Using the information
(A) From the announcement about the NASK grant, return the part that opens with the words containing "We are pleased" and closes with "in generative models.", copied word for word.
(B) According to the announcement about the NASK grant, which body organized the Preludium 24 competition?

Document text

NASK Employee Awarded Preludium 24 Grant!

04.12.2025

We are pleased to announce that MSc Eng. Jan Dubiński, an employee of NASK, has been awarded a grant in the Preludium 24 competition organized by the National Science Centre.

The research project he leads addresses a highly relevant and pressing issue – auditing data sources used to train large generative artificial intelligence models.

In today’s era of rapid AI development, questions about the transparency of model training processes and the protection of intellectual property rights are becoming increasingly common. Currently, there are no tools that allow creators, publishers, or institutions to unequivocally determine whether their data has been used in training models such as ChatGPT, DALL·E, or Stable Diffusion. Jan Dubiński’s project responds to this need by proposing scalable and practical methods for detecting traces of data usage in generative models.

Supplied material
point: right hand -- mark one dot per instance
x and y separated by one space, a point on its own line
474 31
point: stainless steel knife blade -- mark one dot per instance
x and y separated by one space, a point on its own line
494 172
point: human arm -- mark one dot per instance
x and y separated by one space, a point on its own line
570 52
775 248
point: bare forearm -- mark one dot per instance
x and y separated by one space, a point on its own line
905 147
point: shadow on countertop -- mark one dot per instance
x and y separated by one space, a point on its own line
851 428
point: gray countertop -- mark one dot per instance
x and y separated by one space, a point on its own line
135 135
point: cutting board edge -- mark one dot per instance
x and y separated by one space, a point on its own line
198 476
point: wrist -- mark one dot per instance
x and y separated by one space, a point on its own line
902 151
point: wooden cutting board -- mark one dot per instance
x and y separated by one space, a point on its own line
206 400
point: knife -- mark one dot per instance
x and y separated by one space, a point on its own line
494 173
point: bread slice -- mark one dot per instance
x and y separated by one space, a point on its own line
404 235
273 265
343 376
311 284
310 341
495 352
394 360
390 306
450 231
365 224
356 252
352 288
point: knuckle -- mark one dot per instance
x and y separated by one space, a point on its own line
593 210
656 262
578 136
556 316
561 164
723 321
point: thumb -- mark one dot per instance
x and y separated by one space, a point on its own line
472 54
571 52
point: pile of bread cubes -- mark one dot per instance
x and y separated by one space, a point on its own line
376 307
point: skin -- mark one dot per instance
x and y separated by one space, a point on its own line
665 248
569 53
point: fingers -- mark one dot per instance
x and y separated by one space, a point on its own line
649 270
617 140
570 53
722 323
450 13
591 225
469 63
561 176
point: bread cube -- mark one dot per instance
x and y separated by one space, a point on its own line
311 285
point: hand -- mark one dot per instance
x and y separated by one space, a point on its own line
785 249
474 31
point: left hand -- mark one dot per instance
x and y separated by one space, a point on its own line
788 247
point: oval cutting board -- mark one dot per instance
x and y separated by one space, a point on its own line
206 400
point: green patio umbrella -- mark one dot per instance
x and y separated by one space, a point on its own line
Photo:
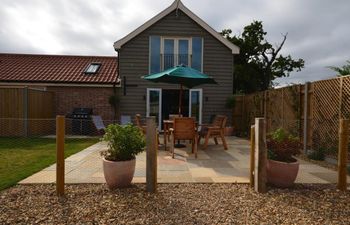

Answers to the tasks
(A)
We are pleased to announce that MSc Eng. Jan Dubiński, an employee of NASK, has been awarded a grant in the Preludium 24 competition organized by the National Science Centre.

The research project he leads addresses a highly relevant and pressing issue – auditing data sources used to train large generative artificial intelligence models.

In today’s era of rapid AI development, questions about the transparency of model training processes and the protection of intellectual property rights are becoming increasingly common. Currently, there are no tools that allow creators, publishers, or institutions to unequivocally determine whether their data has been used in training models such as ChatGPT, DALL·E, or Stable Diffusion. Jan Dubiński’s project responds to this need by proposing scalable and practical methods for detecting traces of data usage in generative models.

(B) The National Science Centre.